=== Work to be completed ===
Report every line in the entries below that contains the word "mound", copying each line in full.
--- Records to use ---
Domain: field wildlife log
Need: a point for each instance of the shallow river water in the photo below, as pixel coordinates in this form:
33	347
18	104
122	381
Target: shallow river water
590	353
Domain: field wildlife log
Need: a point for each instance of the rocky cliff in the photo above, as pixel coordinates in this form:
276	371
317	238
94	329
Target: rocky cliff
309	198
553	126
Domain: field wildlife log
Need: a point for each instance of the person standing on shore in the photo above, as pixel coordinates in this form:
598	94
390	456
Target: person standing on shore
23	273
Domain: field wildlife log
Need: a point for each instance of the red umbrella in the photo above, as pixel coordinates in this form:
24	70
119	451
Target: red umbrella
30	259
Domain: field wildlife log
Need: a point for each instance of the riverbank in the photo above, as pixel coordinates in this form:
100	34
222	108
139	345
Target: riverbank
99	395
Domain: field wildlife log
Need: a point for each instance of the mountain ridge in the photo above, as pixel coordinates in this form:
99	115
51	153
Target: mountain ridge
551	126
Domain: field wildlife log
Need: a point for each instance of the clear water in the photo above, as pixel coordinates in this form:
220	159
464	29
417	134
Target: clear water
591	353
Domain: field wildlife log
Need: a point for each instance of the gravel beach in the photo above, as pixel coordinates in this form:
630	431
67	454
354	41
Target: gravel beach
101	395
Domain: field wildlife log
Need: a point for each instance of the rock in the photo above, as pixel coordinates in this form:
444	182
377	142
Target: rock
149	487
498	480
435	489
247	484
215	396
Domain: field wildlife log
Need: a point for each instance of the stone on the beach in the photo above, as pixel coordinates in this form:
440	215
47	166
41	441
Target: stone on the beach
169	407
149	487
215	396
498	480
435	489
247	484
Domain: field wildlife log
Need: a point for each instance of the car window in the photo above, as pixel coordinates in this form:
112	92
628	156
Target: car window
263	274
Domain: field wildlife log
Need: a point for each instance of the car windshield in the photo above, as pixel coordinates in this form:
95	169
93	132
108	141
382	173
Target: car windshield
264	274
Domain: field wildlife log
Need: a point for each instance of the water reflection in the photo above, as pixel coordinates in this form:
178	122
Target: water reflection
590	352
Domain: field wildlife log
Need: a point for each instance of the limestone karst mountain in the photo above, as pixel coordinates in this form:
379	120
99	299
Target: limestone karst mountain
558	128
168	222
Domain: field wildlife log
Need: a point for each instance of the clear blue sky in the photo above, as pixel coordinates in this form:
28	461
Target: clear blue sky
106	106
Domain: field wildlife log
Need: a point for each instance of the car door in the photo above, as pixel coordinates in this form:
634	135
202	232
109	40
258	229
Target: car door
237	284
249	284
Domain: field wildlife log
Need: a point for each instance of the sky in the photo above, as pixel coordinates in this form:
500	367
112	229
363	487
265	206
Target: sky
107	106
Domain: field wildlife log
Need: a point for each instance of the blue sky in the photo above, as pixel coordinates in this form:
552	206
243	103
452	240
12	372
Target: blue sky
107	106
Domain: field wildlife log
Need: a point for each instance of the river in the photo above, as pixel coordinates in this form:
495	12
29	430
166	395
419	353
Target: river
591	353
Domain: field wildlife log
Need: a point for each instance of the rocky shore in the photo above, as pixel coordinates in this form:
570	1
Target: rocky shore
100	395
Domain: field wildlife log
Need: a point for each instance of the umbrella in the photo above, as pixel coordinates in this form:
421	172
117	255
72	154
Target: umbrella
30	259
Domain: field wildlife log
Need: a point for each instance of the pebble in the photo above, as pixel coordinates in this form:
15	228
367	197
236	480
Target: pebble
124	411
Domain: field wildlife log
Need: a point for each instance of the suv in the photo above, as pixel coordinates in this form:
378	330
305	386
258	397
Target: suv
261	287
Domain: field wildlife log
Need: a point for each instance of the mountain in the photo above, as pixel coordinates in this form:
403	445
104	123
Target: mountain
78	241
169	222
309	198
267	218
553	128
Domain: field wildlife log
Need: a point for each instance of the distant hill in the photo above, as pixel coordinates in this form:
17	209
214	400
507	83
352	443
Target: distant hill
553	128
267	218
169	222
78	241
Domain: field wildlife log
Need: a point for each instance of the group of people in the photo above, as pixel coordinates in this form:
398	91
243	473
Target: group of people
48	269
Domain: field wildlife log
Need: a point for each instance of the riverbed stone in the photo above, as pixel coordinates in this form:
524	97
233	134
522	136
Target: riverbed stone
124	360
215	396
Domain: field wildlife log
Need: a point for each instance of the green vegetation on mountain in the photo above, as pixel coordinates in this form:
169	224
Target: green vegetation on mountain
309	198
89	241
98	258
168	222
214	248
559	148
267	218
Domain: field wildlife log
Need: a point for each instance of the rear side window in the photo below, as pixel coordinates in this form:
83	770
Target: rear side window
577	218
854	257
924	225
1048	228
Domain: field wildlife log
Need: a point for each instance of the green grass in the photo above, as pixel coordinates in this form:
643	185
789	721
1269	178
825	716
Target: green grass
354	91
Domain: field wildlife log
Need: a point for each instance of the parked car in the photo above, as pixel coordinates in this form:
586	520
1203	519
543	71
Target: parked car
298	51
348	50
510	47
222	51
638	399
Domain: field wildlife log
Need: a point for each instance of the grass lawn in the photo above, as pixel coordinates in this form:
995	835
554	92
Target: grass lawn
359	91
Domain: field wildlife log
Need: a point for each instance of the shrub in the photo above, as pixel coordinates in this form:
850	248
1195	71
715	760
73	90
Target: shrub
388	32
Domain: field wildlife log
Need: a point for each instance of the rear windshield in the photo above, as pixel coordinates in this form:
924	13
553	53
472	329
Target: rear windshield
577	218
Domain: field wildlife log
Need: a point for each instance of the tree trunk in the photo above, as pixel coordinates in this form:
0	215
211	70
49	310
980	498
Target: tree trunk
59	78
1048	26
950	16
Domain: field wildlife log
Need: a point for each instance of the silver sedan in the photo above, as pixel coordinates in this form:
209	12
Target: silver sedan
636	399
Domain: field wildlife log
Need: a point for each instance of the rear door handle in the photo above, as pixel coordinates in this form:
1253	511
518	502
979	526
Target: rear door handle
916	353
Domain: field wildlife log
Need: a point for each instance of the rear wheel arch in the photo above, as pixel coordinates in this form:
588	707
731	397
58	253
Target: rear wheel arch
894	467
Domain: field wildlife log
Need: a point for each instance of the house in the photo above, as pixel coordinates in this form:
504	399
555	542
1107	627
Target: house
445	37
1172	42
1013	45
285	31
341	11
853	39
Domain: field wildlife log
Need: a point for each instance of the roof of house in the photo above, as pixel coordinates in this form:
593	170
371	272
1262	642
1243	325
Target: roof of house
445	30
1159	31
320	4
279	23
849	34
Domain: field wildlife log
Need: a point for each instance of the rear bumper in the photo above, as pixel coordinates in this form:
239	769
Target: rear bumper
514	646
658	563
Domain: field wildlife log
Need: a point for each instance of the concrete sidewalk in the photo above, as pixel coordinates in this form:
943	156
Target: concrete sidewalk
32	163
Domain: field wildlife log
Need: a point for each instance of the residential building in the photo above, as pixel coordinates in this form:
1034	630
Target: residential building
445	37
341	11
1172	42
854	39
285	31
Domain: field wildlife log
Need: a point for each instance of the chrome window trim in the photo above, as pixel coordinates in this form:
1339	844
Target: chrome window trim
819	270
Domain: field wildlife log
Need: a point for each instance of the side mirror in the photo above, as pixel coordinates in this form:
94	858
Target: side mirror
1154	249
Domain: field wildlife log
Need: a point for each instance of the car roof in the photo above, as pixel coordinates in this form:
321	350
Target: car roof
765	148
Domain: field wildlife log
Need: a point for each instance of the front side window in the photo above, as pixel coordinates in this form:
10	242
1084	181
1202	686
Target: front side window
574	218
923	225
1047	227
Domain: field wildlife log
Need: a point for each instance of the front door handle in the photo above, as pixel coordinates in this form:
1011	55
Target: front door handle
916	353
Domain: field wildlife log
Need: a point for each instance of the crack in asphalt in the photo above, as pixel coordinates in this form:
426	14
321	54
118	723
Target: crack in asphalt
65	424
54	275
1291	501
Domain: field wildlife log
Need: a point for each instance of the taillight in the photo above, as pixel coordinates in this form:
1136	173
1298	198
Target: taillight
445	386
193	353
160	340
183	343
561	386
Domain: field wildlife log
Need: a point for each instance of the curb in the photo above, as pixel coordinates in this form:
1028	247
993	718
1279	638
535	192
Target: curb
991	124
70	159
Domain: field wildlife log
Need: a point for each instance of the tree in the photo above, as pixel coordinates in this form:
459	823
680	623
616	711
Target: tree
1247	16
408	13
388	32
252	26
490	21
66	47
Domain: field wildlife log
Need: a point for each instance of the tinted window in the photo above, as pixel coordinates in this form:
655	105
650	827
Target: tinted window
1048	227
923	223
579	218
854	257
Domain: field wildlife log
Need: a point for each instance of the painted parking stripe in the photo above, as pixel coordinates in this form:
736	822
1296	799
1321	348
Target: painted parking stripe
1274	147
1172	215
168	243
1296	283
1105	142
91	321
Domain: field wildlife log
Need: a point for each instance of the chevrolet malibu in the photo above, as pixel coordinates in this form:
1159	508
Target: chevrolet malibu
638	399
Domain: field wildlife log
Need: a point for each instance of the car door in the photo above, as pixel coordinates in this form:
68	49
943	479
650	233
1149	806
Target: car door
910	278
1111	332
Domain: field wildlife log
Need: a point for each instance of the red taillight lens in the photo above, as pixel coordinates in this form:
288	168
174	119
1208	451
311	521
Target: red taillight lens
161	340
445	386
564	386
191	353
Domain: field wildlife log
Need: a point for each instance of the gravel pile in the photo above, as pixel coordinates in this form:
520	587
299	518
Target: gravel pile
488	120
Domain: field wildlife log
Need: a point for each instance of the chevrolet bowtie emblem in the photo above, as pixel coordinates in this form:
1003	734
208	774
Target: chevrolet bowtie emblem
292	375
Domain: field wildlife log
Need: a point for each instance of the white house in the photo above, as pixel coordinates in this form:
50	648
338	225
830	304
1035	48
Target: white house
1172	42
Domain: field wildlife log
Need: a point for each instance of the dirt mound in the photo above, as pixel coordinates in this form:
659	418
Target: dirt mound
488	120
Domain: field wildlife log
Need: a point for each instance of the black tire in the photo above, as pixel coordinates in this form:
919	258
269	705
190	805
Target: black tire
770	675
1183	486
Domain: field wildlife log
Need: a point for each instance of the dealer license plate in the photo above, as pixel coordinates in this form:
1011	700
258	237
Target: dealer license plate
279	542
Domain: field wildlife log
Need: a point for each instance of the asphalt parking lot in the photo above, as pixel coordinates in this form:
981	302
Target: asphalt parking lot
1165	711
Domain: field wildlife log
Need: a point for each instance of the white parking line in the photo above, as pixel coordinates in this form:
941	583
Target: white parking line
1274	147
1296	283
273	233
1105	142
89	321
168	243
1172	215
---
=== Reply to the exercise ===
Need: a point for each instance of the dirt mound in the photo above, as pixel coordinates in this form:
Target: dirt mound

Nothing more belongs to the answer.